■ **Passage for review**:

When I was 14 I was groomed and sexually assaulted; not that I realised at the time. Years went by and the guy who had assaulted me was caught by paedophile hunters whilst trying to meet a fake 14 year old girl online that he had sent explicit messages and photos to. It then clicked what had happened and the police were called. There were interviews, statements and hundreds of questions. My life had turned upside down overnight.
A few months had passed. I was vulnerable and turning to alcohol for an escape. One night I decided to have a drink at my home with a male I had met through friends. I was raped that night by him in my own home. The police were called; he begged and pleaded with me to not speak to them but I had to and he left in a rush, escaping before the police turned up. It was the longest day of my life. There were questions, blood tests, swabs, statements, forensics – the whole police team was on the case. I was scared, alone and even more vulnerable than I ever thought I could be.

[Referring expression pointing data]
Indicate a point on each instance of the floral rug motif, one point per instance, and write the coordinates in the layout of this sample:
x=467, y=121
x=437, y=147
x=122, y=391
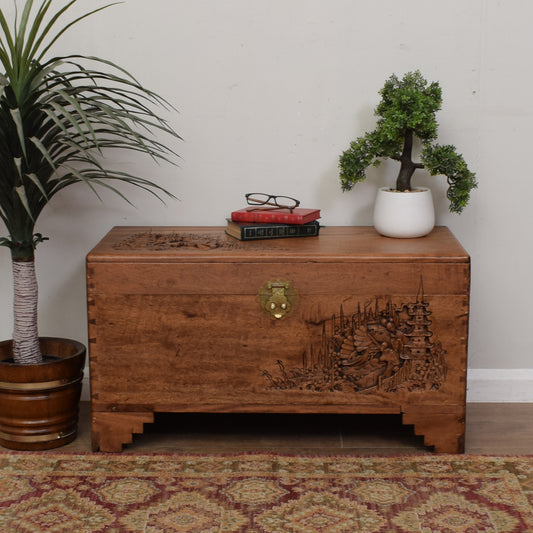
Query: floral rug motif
x=270, y=493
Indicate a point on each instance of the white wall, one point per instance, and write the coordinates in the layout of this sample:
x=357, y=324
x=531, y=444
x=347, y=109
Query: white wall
x=270, y=92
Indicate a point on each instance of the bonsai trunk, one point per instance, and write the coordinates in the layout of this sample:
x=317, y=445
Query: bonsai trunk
x=26, y=349
x=408, y=166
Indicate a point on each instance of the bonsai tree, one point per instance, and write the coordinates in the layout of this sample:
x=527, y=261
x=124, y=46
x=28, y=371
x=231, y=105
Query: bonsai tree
x=59, y=117
x=407, y=109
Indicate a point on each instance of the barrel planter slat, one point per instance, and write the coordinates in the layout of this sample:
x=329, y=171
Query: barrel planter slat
x=39, y=404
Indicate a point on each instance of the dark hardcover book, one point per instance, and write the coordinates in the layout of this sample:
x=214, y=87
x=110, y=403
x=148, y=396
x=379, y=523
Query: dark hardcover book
x=299, y=215
x=250, y=231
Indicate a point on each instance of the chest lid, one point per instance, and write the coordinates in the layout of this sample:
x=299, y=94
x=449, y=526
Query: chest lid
x=206, y=244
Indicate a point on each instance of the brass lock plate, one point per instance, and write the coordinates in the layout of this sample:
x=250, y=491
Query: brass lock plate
x=277, y=298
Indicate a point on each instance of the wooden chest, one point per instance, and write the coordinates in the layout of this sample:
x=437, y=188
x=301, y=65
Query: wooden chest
x=186, y=319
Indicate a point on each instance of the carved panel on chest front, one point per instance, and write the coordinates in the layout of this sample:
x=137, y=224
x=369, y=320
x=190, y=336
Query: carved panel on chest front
x=383, y=347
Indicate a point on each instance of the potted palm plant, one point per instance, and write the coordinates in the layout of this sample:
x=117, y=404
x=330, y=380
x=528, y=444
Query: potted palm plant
x=407, y=111
x=59, y=116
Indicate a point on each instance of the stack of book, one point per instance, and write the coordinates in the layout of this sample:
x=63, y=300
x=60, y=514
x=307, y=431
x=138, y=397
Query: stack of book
x=251, y=223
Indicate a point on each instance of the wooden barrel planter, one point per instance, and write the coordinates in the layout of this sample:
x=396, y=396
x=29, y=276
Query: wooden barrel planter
x=39, y=404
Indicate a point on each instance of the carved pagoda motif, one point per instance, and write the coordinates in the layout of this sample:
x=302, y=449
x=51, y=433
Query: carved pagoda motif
x=167, y=241
x=384, y=348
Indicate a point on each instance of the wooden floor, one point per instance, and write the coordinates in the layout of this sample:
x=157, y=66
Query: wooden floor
x=493, y=429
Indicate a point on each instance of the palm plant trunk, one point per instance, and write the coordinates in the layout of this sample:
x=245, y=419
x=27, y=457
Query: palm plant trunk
x=26, y=349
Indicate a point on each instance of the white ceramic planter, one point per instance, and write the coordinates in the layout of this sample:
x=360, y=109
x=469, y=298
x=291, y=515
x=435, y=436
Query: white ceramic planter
x=404, y=215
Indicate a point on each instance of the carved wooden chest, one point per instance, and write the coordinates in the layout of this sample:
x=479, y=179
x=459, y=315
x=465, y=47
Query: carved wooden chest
x=191, y=320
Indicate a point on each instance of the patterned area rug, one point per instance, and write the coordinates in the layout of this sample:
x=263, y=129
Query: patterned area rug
x=252, y=493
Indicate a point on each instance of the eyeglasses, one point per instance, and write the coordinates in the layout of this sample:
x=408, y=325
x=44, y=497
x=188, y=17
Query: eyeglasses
x=277, y=202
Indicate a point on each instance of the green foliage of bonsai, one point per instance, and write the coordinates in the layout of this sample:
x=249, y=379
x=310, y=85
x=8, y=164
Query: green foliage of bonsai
x=407, y=109
x=59, y=117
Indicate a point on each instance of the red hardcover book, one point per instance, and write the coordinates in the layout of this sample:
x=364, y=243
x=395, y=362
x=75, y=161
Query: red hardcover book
x=299, y=215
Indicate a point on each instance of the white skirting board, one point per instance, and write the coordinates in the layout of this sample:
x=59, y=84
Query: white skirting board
x=487, y=385
x=499, y=385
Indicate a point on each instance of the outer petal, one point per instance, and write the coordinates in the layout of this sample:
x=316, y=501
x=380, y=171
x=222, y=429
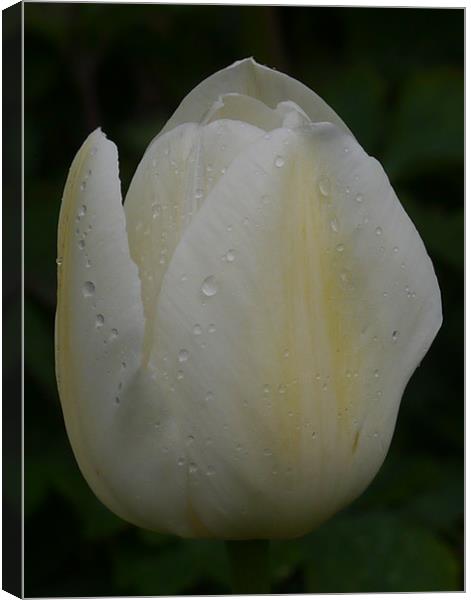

■ **Assignment A**: Rewrite the personal account from "A few months" up to and including "I could be.", substituting "flat" for "home".
■ **Assignment B**: In the personal account, what did the narrator turn to for an escape after a few months had passed?

■ **Answer section A**:
A few months had passed. I was vulnerable and turning to alcohol for an escape. One night I decided to have a drink at my flat with a male I had met through friends. I was raped that night by him in my own flat. The police were called; he begged and pleaded with me to not speak to them but I had to and he left in a rush, escaping before the police turned up. It was the longest day of my life. There were questions, blood tests, swabs, statements, forensics – the whole police team was on the case. I was scared, alone and even more vulnerable than I ever thought I could be.

■ **Answer section B**: Alcohol.